_JOB_
Beginning at the line that contains "point_to annotates the clear" and ending at the last line of the entries, write out each line exactly; include nothing outside that span.

>> start RECORDS PROVIDED

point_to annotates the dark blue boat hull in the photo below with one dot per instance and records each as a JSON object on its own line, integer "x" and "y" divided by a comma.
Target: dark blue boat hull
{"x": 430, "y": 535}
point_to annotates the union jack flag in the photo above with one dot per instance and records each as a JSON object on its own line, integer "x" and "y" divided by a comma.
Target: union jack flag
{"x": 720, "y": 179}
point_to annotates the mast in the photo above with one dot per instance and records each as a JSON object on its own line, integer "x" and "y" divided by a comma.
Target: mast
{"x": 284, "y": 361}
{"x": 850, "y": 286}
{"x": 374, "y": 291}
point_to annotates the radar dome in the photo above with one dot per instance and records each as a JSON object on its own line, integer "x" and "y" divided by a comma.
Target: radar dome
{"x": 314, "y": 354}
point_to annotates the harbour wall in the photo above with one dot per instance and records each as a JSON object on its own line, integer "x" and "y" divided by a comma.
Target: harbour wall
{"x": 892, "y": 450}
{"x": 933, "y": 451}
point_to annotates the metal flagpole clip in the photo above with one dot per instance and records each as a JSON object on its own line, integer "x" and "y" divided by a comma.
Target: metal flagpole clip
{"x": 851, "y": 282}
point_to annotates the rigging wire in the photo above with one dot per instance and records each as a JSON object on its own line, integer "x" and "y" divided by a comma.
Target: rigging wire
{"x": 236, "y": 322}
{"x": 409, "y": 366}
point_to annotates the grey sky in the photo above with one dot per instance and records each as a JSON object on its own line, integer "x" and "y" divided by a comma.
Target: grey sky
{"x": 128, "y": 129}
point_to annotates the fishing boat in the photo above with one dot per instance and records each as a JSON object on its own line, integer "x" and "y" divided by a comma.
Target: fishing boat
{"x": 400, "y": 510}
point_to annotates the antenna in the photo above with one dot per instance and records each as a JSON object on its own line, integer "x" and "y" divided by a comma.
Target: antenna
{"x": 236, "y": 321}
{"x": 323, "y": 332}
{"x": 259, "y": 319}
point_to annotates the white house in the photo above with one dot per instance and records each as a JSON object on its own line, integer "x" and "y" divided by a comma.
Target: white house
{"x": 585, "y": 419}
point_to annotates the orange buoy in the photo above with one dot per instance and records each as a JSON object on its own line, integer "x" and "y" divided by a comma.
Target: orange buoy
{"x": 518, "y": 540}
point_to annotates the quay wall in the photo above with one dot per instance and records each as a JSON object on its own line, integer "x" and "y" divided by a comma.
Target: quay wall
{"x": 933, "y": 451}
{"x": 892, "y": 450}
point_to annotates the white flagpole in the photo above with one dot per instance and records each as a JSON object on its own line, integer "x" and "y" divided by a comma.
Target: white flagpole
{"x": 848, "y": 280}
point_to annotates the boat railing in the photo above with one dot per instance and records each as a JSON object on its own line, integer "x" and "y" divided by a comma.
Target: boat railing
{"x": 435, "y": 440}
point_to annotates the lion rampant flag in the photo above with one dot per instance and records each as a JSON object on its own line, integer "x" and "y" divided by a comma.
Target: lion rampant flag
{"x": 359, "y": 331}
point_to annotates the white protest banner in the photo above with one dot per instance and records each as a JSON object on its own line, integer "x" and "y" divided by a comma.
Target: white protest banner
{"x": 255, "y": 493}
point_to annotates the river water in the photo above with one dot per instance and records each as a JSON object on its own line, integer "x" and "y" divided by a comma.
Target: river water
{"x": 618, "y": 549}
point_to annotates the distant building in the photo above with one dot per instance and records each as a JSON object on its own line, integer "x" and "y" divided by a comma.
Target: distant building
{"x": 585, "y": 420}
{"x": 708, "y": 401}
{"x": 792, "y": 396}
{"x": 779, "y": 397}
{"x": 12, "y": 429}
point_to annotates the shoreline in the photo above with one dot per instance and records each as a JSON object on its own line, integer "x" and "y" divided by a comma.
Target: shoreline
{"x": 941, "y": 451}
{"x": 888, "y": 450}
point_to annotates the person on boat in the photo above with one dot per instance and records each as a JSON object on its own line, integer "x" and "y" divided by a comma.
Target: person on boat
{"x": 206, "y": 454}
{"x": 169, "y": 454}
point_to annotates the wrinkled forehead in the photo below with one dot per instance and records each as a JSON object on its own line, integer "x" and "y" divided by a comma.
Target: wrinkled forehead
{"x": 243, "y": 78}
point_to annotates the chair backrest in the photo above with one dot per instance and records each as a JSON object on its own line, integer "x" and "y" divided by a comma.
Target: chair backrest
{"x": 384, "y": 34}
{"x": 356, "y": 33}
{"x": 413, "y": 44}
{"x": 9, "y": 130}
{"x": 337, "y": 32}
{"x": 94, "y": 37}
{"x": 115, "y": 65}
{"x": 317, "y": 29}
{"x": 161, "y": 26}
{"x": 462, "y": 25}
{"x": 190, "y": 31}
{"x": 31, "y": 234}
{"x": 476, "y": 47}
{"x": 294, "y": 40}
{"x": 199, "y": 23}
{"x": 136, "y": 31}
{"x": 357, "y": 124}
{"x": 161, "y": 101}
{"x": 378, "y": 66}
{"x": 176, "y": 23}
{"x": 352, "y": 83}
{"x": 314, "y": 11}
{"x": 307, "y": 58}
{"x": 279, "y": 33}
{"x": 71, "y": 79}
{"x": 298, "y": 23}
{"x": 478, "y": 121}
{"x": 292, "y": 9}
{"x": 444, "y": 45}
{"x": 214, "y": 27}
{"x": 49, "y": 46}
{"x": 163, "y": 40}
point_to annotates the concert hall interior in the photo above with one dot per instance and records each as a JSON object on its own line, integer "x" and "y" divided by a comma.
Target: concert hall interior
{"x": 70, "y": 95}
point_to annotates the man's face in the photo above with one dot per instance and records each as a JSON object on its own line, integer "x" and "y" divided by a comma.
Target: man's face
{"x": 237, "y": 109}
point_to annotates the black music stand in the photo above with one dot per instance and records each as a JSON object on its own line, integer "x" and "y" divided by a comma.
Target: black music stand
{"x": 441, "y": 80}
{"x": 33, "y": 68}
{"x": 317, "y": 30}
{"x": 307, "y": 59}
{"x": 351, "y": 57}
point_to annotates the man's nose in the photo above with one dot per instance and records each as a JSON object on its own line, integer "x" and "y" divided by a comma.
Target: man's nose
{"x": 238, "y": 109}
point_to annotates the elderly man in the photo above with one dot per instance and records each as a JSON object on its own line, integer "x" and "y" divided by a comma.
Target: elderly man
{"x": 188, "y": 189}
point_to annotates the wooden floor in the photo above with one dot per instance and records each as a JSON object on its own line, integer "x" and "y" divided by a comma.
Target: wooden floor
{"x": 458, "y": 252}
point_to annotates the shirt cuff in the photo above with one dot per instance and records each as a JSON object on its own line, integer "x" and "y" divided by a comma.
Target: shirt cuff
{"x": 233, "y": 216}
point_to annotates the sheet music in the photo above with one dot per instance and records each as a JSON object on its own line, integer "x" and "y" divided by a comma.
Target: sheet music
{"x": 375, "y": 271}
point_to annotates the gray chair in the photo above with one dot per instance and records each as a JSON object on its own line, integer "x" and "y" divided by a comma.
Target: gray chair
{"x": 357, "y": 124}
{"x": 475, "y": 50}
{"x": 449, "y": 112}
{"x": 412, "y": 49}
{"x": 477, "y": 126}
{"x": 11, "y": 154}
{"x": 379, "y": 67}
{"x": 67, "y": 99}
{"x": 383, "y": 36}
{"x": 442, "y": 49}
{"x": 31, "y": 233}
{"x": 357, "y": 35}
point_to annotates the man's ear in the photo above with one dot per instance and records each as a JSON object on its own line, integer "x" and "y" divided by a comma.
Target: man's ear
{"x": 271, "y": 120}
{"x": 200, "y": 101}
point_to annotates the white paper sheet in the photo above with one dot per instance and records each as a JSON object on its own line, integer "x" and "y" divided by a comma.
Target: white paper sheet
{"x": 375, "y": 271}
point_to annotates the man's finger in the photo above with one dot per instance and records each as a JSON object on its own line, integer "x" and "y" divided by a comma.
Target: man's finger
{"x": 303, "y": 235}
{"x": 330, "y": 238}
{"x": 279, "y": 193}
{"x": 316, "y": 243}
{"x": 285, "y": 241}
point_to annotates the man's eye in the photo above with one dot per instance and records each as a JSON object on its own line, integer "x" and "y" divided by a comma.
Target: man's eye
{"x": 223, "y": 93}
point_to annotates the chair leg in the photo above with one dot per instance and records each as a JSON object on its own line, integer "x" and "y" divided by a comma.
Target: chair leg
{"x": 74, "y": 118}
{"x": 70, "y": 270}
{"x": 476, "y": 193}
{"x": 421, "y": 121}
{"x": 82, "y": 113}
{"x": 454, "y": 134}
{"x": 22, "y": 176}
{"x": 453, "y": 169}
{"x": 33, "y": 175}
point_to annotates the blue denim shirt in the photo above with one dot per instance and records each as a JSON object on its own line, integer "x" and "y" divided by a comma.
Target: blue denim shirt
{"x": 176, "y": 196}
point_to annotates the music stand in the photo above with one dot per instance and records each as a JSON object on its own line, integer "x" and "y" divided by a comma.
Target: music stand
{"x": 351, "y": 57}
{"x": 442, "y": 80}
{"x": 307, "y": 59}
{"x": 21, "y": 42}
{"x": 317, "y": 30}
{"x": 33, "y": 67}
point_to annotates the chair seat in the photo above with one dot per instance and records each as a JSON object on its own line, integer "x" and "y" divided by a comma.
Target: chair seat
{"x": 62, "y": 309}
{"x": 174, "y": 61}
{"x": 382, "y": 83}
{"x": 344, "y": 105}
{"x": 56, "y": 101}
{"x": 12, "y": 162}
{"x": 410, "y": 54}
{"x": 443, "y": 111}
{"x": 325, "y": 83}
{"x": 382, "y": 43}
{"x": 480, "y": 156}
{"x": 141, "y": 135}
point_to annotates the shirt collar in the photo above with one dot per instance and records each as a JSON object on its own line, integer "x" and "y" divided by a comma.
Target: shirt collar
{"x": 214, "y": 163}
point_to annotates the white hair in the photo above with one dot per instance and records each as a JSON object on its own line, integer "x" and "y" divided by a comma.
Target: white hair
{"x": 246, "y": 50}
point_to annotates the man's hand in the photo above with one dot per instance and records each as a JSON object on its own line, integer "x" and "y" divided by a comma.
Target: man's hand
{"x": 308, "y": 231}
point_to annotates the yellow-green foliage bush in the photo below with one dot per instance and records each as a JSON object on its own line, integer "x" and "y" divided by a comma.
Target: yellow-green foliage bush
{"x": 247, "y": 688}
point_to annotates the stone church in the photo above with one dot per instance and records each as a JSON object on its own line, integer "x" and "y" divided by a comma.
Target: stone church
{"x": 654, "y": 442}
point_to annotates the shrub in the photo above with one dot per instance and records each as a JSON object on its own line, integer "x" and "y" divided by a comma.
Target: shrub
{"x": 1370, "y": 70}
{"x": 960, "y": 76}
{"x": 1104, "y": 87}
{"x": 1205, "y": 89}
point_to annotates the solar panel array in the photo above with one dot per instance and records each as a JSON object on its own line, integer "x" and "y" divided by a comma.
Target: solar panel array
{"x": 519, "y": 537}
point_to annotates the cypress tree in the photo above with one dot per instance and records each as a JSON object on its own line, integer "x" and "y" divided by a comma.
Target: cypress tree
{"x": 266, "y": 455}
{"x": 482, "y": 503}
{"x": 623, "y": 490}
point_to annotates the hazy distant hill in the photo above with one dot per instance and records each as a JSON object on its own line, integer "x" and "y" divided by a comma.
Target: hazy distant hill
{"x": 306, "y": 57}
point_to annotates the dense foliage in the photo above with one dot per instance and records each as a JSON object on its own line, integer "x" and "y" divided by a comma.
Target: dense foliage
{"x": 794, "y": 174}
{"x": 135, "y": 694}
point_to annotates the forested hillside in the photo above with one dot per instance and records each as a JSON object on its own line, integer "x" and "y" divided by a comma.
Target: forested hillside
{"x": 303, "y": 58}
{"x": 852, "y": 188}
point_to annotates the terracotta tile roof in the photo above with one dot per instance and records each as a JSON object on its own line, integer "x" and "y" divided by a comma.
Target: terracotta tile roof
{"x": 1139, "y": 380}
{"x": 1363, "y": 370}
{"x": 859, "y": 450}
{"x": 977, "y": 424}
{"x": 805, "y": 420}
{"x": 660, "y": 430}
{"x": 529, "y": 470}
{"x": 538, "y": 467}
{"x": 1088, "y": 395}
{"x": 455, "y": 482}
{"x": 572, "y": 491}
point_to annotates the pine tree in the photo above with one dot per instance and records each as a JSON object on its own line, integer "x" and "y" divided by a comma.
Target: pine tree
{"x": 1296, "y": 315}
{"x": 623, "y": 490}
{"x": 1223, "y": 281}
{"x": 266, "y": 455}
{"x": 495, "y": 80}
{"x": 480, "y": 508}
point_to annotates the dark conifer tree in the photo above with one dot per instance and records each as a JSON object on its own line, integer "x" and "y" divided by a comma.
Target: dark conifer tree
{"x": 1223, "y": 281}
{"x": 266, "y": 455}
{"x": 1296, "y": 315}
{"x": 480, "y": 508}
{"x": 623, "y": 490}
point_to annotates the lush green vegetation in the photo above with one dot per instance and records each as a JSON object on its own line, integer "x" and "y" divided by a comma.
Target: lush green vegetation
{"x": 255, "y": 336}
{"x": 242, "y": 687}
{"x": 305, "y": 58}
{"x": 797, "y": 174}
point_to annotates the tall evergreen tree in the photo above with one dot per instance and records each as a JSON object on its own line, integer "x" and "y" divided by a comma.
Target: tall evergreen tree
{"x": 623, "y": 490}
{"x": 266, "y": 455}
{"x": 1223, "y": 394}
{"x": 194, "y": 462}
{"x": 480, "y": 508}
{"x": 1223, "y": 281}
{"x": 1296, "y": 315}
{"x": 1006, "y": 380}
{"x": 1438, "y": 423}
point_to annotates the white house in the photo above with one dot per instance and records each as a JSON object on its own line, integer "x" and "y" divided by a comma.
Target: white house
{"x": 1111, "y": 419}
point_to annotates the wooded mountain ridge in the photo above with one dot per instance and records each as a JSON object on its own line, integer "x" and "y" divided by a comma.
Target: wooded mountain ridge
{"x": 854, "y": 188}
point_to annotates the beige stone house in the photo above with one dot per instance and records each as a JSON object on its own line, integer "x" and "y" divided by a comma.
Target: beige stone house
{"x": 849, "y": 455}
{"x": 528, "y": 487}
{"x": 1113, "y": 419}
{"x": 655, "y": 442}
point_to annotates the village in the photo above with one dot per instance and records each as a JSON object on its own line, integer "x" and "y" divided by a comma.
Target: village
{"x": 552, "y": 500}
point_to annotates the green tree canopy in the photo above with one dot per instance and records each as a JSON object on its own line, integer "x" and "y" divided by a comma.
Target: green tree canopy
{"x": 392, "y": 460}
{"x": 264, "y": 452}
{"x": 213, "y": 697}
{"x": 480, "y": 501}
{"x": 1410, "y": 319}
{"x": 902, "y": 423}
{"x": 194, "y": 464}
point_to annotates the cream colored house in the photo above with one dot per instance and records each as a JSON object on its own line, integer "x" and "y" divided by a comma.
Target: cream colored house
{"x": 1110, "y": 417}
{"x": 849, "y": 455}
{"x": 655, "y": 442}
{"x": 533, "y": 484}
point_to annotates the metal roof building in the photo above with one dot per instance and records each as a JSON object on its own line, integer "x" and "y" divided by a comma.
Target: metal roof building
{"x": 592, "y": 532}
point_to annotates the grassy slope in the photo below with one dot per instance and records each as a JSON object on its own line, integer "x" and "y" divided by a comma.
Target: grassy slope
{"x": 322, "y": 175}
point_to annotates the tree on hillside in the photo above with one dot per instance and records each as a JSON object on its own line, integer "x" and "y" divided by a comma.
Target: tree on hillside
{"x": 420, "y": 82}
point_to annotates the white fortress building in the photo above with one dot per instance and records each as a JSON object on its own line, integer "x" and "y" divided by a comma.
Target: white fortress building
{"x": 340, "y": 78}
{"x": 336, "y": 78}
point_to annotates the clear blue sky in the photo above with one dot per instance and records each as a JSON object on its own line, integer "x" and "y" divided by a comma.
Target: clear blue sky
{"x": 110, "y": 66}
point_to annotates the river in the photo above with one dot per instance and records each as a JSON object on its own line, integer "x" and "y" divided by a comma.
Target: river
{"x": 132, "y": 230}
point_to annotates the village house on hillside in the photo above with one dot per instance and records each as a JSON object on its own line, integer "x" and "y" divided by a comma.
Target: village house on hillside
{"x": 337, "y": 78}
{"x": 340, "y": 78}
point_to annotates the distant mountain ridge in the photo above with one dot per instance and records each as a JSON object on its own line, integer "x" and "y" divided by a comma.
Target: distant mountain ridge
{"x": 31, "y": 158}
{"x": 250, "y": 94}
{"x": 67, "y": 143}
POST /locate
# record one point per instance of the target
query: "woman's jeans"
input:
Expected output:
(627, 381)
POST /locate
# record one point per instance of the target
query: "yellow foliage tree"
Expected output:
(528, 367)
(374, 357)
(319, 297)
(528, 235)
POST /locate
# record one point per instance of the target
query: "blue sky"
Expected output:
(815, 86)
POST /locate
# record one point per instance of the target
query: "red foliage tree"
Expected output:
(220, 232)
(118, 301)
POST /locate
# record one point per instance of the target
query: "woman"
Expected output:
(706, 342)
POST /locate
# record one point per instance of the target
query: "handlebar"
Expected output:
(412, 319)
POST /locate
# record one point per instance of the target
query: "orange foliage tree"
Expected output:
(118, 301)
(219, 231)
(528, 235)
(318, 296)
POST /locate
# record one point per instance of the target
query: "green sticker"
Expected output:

>> end RECORDS PROVIDED

_ANSWER BELOW_
point_to annotates the clear blue sky in the photo above with one dot per instance and records each as a JSON object on its own line, integer "x" and "y" divided by a comma.
Target: clear blue sky
{"x": 110, "y": 66}
point_to annotates the river in the photo above with one dot per instance and records each as a JSON object on its own line, integer "x" and "y" divided by a comma.
Target: river
{"x": 132, "y": 230}
point_to annotates the village house on hillside in the photo above with one dot per instance and records each as a JSON object on its own line, integer "x" and "y" divided by a comma.
Target: village house on hillside
{"x": 337, "y": 78}
{"x": 340, "y": 78}
point_to annotates the distant mountain ridge in the photo above with one dot per instance and records each as a JSON object on its own line, integer "x" and "y" divided by a comma.
Target: distant mountain ridge
{"x": 31, "y": 158}
{"x": 250, "y": 94}
{"x": 67, "y": 143}
POST /locate
# record one point per instance of the target
query: "woman's jeans"
input:
Expected output:
(627, 381)
POST /locate
# record one point per instance of the target
query: "yellow foliage tree"
Expected output:
(528, 367)
(374, 357)
(319, 297)
(528, 235)
POST /locate
# record one point per instance of the target
query: "blue sky"
Expected output:
(815, 86)
POST /locate
# record one point per instance of the target
query: "red foliage tree"
Expected output:
(220, 232)
(118, 301)
POST /locate
# record one point per instance of the target
query: "woman"
Expected output:
(706, 342)
POST /locate
# record one point per instance of the target
query: "handlebar"
Expected output:
(412, 319)
POST /locate
# record one point per instance of the target
query: "orange foliage tree"
Expected output:
(118, 301)
(219, 231)
(528, 235)
(318, 296)
POST /locate
# record one point per instance of the target
query: "green sticker"
Expected output:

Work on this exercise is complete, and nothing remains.